6.1       Effective Date and Term of Plan. This Plan shall be submitted to the stockholders of the Company for approval and, if approved at the 2023 annual meeting of stockholders, shall become effective on the date of such approval. This Plan shall terminate on the date which is 10 years from the effective date, unless terminated earlier by the Board. Termination of this Plan shall not affect the terms or conditions of any award granted prior to termination. For clarification purposes, the terms and conditions of this Plan will not apply to or otherwise impact previously granted and outstanding awards under the Prior Plan, as applicable (except for purposes of providing for shares of Common Stock under such awards to be added to the aggregate number of shares of Common Stock available under Section 1.5 of this Plan pursuant to the share counting rules of this Plan).

6.2       Amendments. The Committee may amend this Plan as it shall deem advisable, subject to any requirement of stockholder approval required by applicable law, rule or regulation, including Section 422 of the Code; provided, however, that no amendment shall be made without stockholder approval if such amendment would (a) increase the maximum number of shares of Common Stock available under this Plan (subject to Section 6.7), (b) effect any change inconsistent with Section 422 of the Code, (c) extend the term of this Plan or (d) reduce the minimum purchase price of a share of Common Stock subject to an option in accordance with Section 2.4. No amendment may impair the rights of a holder of an outstanding award without the consent of such holder.

> **MATERIAL SHOWN**
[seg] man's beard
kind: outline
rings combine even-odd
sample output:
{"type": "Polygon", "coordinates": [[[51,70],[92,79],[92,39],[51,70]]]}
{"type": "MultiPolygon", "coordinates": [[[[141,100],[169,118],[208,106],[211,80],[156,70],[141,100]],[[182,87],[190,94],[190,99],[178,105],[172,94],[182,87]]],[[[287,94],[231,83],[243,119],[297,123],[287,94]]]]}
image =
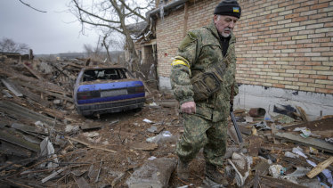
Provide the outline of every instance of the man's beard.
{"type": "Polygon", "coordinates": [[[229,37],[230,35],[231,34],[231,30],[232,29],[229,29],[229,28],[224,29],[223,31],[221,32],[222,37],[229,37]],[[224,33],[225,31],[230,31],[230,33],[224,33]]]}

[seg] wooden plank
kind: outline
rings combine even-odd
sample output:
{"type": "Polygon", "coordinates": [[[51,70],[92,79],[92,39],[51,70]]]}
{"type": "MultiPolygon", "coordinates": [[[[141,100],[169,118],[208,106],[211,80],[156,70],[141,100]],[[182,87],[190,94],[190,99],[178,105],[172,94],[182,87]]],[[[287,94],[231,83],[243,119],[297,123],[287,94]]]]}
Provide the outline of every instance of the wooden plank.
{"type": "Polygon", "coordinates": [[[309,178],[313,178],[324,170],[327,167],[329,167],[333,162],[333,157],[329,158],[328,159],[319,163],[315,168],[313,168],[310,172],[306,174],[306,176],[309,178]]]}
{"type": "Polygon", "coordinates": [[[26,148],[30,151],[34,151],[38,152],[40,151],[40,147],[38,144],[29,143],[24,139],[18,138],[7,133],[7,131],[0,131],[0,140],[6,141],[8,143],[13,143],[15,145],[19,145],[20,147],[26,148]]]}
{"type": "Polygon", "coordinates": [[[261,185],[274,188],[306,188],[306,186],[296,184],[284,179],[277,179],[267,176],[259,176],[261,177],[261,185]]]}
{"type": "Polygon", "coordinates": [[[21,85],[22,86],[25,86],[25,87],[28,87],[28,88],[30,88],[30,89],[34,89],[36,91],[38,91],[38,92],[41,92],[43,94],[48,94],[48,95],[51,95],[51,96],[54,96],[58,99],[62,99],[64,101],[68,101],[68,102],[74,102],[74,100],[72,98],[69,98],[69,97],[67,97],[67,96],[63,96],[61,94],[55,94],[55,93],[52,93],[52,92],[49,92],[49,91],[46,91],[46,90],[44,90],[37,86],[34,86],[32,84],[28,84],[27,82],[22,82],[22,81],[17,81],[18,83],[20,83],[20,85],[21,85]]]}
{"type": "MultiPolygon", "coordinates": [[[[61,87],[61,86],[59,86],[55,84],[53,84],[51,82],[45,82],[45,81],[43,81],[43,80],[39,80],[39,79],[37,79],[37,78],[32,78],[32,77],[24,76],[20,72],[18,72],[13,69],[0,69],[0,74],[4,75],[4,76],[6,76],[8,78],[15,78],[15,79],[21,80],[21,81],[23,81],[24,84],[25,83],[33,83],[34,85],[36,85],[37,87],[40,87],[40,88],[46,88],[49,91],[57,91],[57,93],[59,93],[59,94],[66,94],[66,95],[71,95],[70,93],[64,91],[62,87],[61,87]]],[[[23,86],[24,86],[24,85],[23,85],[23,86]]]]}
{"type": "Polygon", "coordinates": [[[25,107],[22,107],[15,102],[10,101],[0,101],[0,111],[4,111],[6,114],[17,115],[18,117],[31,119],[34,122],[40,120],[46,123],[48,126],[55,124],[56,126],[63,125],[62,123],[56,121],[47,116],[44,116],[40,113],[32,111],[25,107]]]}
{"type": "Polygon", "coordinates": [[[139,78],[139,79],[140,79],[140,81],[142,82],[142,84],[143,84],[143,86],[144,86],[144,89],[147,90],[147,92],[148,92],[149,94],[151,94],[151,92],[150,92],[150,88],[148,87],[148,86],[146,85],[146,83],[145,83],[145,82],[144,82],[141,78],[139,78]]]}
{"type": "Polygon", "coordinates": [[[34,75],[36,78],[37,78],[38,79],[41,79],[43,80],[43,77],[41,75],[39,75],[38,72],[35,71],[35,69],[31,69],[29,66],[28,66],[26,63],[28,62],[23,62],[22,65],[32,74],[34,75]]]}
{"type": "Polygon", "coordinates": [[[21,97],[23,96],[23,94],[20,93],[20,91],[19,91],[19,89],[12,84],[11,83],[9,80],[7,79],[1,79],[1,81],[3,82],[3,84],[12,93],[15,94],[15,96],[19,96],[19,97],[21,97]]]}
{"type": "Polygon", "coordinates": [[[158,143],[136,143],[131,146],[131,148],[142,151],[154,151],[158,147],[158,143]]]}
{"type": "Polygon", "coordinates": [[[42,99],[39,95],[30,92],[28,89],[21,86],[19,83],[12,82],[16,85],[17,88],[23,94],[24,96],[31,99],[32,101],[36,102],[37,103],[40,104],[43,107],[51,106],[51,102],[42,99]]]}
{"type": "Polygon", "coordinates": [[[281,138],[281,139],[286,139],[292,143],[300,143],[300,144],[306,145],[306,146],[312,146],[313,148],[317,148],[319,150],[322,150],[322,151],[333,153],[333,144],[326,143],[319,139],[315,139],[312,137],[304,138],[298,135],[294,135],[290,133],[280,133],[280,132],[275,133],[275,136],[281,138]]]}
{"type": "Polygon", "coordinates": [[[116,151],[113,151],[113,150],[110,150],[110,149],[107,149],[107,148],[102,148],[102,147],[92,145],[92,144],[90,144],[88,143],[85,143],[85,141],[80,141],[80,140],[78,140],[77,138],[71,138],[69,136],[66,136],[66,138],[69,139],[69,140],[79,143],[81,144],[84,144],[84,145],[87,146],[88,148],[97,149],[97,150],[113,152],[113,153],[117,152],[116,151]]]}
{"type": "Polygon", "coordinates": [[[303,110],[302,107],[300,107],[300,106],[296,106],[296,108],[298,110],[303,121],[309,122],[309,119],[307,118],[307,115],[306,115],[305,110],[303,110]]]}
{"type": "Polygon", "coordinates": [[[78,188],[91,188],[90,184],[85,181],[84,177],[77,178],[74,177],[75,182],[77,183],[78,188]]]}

> **WHAT TO DO**
(a) Print the stock plan text from "6.2       Amendments. The Committee" to "of such holder.".
(b) Proceed with the stock plan text, picking up right after its last sentence.
The listing is separate material, apart from the stock plan text.

> **SOLVED PROBLEMS**
(a)
6.2       Amendments. The Committee may amend this Plan as it shall deem advisable, subject to any requirement of stockholder approval required by applicable law, rule or regulation, including Section 422 of the Code; provided, however, that no amendment shall be made without stockholder approval if such amendment would (a) increase the maximum number of shares of Common Stock available under this Plan (subject to Section 6.7), (b) effect any change inconsistent with Section 422 of the Code, (c) extend the term of this Plan or (d) reduce the minimum purchase price of a share of Common Stock subject to an option in accordance with Section 2.4. No amendment may impair the rights of a holder of an outstanding award without the consent of such holder.

(b)
Awards may be granted to Participants in jurisdictions outside the United States. To the extent necessary or advisable to comply with applicable local laws while concurrently aiming to achieve the purposes of the Plan, it may be determined by the Committee that the terms and conditions applicable to those awards granted to Participants outside the United States are different from those under (but considered part of) the Plan.

6.3       Agreement. Each award under this Plan, other than those provided to Non-Employee Directors, shall be evidenced by an Agreement setting forth the terms and conditions applicable to such award. No such award shall be valid until an Agreement is executed by the recipient of such award and, upon execution by recipient and delivery of the Agreement to the Company, such award shall be effective as of the effective date set forth in the Agreement. All Agreements are subject to the terms of this Plan and shall be interpreted in accordance with the discretionary authority of the Committee under this Plan.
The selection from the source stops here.